▶ Task material
◇ ◇ ◇ ◇

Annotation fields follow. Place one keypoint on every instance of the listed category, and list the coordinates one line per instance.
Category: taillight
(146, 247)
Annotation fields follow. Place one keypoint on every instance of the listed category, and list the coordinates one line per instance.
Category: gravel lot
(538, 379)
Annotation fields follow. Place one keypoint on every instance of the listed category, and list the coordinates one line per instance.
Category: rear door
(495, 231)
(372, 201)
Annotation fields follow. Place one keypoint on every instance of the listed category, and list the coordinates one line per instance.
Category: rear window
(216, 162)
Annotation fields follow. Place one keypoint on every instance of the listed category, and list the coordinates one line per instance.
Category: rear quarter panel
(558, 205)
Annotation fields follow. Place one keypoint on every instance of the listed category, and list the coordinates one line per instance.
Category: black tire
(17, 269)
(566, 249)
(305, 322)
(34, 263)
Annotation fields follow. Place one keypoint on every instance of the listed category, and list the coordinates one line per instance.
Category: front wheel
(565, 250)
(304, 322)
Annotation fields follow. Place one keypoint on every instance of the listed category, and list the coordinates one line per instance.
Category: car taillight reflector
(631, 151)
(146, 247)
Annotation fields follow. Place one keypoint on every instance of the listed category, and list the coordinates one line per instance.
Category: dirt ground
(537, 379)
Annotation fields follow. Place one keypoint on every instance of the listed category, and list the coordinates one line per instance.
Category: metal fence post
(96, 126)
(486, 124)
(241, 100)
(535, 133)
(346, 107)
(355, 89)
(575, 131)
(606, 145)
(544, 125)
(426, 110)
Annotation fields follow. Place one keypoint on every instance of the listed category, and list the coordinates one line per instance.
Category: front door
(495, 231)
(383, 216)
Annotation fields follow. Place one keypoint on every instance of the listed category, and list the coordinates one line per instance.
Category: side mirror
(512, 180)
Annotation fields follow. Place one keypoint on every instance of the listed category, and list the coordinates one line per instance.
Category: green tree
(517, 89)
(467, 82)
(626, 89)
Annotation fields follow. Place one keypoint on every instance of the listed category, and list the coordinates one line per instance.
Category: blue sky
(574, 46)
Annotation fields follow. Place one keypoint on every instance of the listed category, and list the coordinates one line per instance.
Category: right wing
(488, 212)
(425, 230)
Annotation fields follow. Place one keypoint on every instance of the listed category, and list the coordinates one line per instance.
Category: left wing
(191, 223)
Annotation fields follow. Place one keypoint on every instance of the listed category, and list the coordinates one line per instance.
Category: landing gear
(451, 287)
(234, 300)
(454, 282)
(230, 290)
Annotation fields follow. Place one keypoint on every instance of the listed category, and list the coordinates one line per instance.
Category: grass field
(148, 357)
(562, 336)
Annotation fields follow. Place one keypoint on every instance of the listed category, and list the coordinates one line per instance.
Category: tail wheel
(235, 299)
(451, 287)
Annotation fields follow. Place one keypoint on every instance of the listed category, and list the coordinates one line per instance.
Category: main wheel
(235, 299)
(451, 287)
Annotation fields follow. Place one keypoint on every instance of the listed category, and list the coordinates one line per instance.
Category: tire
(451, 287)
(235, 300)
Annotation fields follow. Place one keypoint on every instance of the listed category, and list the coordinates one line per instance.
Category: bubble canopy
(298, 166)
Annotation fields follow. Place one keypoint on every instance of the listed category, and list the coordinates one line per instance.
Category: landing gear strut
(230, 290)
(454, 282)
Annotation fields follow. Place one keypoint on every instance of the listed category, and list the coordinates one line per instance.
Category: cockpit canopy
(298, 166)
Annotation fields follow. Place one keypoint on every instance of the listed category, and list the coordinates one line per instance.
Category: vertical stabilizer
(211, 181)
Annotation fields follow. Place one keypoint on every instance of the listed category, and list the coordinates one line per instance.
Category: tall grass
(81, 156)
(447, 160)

◇ ◇ ◇ ◇

▶ Instructions to follow
Set every line of the listing down word for word.

▶ Result
Annotation fields follow. Place one keypoint on every instance of the listed category, and list the coordinates one line per instance.
Category: taillight
(146, 247)
Annotation fields follow. Place one keypoint on every instance of the listed category, and list the coordinates one line per instance.
Category: gravel lot
(538, 379)
Annotation fields follow. Place one keypoint on every instance of the listed category, and list the coordinates one line per instance.
Category: rear door
(495, 231)
(372, 201)
Annotation fields follow. Place one keypoint on every instance of the listed category, and list the coordinates one line per instance.
Category: rear window
(216, 162)
Annotation fields follow. Place one keypoint on every instance of the listed category, and list the coordinates one line per instance.
Category: rear quarter panel
(558, 205)
Annotation fields follow. Place one keypoint on every instance of the listed category, and list the coordinates one line per instance.
Category: black tire
(17, 269)
(566, 249)
(305, 322)
(34, 263)
Annotation fields follow. Place one keypoint on every instance of the listed category, and list the coordinates one line per instance.
Category: front wheel
(565, 250)
(304, 322)
Annotation fields follow. Place one keypoint on every instance of the listed category, and list the coordinates one line per instance.
Category: car taillight reflector
(631, 151)
(146, 247)
Annotation fields follow. Place one keypoint on every instance of the listed category, and list the coordinates one line per instance.
Category: dirt ground
(537, 379)
Annotation fields follow. Place one keypoint on every instance of the listed category, and list the coordinates one line per instance.
Category: metal fence post
(96, 126)
(486, 124)
(241, 100)
(535, 133)
(346, 107)
(355, 89)
(575, 131)
(606, 145)
(544, 125)
(426, 110)
Annotation fields follow. Place one keypoint on every instance of the listed category, and list the coordinates one line per instance.
Category: front door
(495, 231)
(383, 216)
Annotation fields follow. Place one keypoint on every instance of the listed category, and list the coordinates one line per instance.
Category: side mirror
(512, 180)
Annotation fields follow. Place one keypoint on every instance of the listed category, and list the coordinates one line per instance.
Category: green tree
(517, 89)
(467, 82)
(626, 89)
Annotation fields follow. Place one keypoint on every instance of the listed category, and list the coordinates one line per instance.
Category: blue sky
(574, 46)
Annotation fields follow. Place one keypoint on every instance of the listed category, and list the coordinates one line per instance.
Category: right wing
(488, 212)
(425, 230)
Annotation fields follow. Place one keypoint on every instance of the listed category, and list the coordinates one line per instance.
Category: left wing
(191, 223)
Annotation fields follow. Place one keypoint on every instance of the listed category, and list the coordinates one line per instance.
Category: landing gear
(451, 287)
(234, 300)
(454, 282)
(230, 290)
Annotation fields follow. Place one keypoint on every instance of the listed category, and list the coordinates one line per instance.
Category: grass field
(148, 357)
(562, 336)
Annotation fields follow. Place one keypoint on every instance of the listed category, and list the coordinates one line per instance.
Category: tail wheel
(235, 299)
(451, 287)
Annotation fields follow. Place one keypoint on every instance of the listed category, and list the coordinates one line per instance.
Category: main wheel
(235, 299)
(451, 287)
Annotation fields follow. Place one keypoint on every instance of the listed category, and list the coordinates one line per instance.
Category: tire
(451, 287)
(235, 300)
Annotation fields follow. Place one keypoint on every instance of the listed category, and list the coordinates one line per instance.
Category: bubble canopy
(298, 166)
Annotation fields follow. Place one keypoint on every instance of the listed category, and list the coordinates one line per instance.
Category: landing gear strut
(230, 290)
(454, 282)
Annotation fields follow. Place one keypoint on every instance of the listed category, and list the coordinates one line per instance.
Category: cockpit canopy
(298, 166)
Annotation fields follow. Place one keypoint on every instance of the listed category, and list the coordinates one line per instance.
Category: vertical stabilizer
(211, 181)
Annotation fields follow. Place one keypoint on every instance of the listed category, and list the coordinates one line per instance.
Category: tall grass
(81, 156)
(447, 160)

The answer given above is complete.